### WHAT TO WORK ON
Show each line in the items below that contains the string "stick".

### TASK INPUTS
-- start --

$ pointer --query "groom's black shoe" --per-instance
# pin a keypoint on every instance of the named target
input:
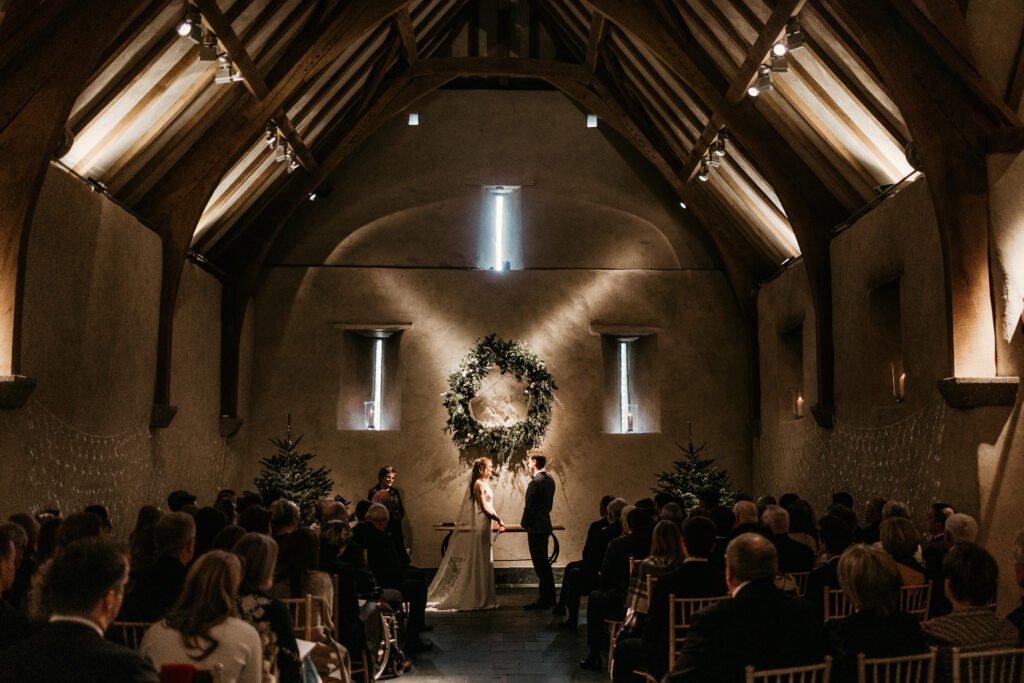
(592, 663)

-- end --
-- start --

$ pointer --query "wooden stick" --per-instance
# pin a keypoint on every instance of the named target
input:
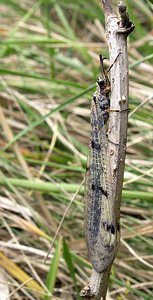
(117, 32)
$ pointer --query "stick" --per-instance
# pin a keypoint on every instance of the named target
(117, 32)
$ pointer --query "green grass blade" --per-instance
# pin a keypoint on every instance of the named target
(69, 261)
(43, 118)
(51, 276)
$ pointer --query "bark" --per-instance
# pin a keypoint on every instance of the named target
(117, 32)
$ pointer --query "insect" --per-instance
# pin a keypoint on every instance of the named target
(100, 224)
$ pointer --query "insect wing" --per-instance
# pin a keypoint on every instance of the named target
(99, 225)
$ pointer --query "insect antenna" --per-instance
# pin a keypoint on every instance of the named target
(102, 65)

-- end --

### EXERCISE ANSWER
$ pointer --query "wooden stick" --per-instance
$ pointer --query "stick" --per-instance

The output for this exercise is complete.